Task to carry out.
Repeat the entries below word for word, though any picture in them should be dropped.
*** Records for processing ***
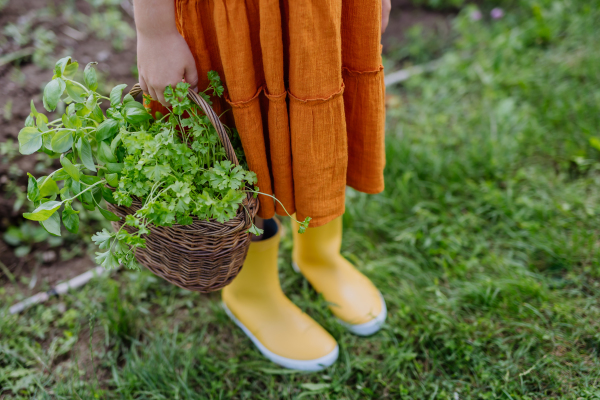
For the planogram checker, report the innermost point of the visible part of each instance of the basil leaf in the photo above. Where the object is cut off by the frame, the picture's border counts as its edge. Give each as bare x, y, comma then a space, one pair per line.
60, 175
107, 194
85, 152
44, 211
105, 155
30, 140
76, 92
48, 187
107, 130
89, 76
70, 69
62, 141
112, 180
96, 114
115, 167
70, 218
52, 92
52, 224
33, 191
71, 169
115, 94
136, 114
60, 65
108, 215
89, 179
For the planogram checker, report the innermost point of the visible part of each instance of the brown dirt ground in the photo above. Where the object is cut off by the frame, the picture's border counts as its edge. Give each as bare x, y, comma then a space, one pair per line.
118, 67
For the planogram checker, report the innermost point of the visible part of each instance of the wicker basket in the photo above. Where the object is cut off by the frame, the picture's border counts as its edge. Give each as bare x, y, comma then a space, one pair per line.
206, 255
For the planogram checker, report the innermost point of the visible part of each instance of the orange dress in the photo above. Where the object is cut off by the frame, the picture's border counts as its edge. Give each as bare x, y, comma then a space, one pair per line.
304, 83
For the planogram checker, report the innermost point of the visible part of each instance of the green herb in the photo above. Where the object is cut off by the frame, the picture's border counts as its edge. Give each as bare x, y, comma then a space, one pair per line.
174, 164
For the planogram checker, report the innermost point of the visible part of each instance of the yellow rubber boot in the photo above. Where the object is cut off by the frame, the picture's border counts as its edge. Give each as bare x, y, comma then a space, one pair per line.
***
Answer to this exercise.
For the planogram checker, report the innermost point of the visible part of each instance of the basil leaf in the photo above. Where the object is cut off by the frame, the picture's border counts as its edge. Give each as bare x, y, comma then a space, one pair per line.
60, 175
107, 194
85, 152
44, 211
105, 155
30, 140
76, 92
48, 187
107, 130
89, 76
70, 69
62, 141
112, 180
96, 114
115, 167
70, 218
52, 92
52, 224
33, 191
71, 169
115, 94
136, 114
60, 65
108, 215
89, 179
For the planogram checker, report the innermost point of the visible part of each instance of the brown dirt ground in the photo above. Where the object is cut off by the frame, the picture's border counts as its edge. Give each as bare x, y, comma then a space, one pair per line.
118, 67
For the planogram checker, report the innermost point of the visible part of each instance of the wicker basket in the photo above. Where the object is cut off by the frame, the picture's border counts as its edge. Give each as bare x, y, comma then a space, one pair per line.
206, 255
For the planogram checker, report the innermost point of the visible part of each instance of the orange dress in the photo above. Where the object is cut off by the frame, the picture's border counts as its edge. Give each as bare x, y, comma then a space, one pair per line.
304, 83
For the planogram checker, report the innermost point of the visible part of each instance of the green herb in the photo above. Where the object is cut off by the frame, the picture's border counts as its edge. Give each as bare x, y, comma then a space, one pair per line.
174, 164
For the planogram checker, report the innermost point of the visible part of each instance of the yellow rubber boot in the photo above. Where the object is cut off by the frame, the picture's border counts as its edge. Give each as bare x, y, comma then a space, one pair per line.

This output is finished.